◆ Short problem ◆
Rewrite the interview starting with "My first-person novels" and going on through "in Owen Meany.", putting "partner-swapping" wherever "wife-swapping" appears.

◆ Reading text ◆
________________________________________
EW: And you began One Person in the summer of '09 and finished it before Christmas '10 -- though you'd been thinking about it for seven years?

JI: I've often been thinking about novels for seven or more years before I begin writing them. While I choose the first-person voice reluctantly -- the first person makes any story longer, because you have to account for how the narrator knows everything -- when I do choose that voice, the novel is more quickly forthcoming. That's because the narrator is a character. You're one of the actors onstage; because you know your character, you know your character's voice.

My first-person novels are confessional stories about sexually taboo subjects. The 158-Pound Marriage is about wife-swapping. The narrator of Hotel New Hampshire is incestuously in love with his sister. Johnny Wheelwright, the narrator of Owen Meany, is called (behind his back) a "nonpracticing homosexual"; his love for Owen is repressed. I always saw Johnny as a deeply closeted homosexual who would never come out. Now there's Billy Abbott -- a bisexual who is very out. Not only is One Person a shorter novel for me, but Billy was an easier first-person voice to be in than the closeted voice of Johnny Wheelwright. The repression in Johnny's voice made the storytelling process a slow one in Owen Meany.

It was easier, and faster, to be in Billy's voice. Billy isn't beating around the bush about who he is or how he feels. Witness his line -- a play on the title -- "I knew that no one person could rescue me from wanting to have sex with men and women." Johnny Wheelwright and Billy Abbott are related first-person narrators, but Johnny is oh-so-careful -- he takes his sweet time -- and Billy just plunges in; he goes fast, both sexually and as a storyteller. Billy sped up the storytelling process for me.
________________________________________
◆ Source material ◆
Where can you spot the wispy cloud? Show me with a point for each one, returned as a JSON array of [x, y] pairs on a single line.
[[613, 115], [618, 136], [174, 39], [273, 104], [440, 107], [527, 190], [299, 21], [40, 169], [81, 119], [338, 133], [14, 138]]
________________________________________
◆ Expected answer ◆
My first-person novels are confessional stories about sexually taboo subjects. The 158-Pound Marriage is about partner-swapping. The narrator of Hotel New Hampshire is incestuously in love with his sister. Johnny Wheelwright, the narrator of Owen Meany, is called (behind his back) a "nonpracticing homosexual"; his love for Owen is repressed. I always saw Johnny as a deeply closeted homosexual who would never come out. Now there's Billy Abbott -- a bisexual who is very out. Not only is One Person a shorter novel for me, but Billy was an easier first-person voice to be in than the closeted voice of Johnny Wheelwright. The repression in Johnny's voice made the storytelling process a slow one in Owen Meany.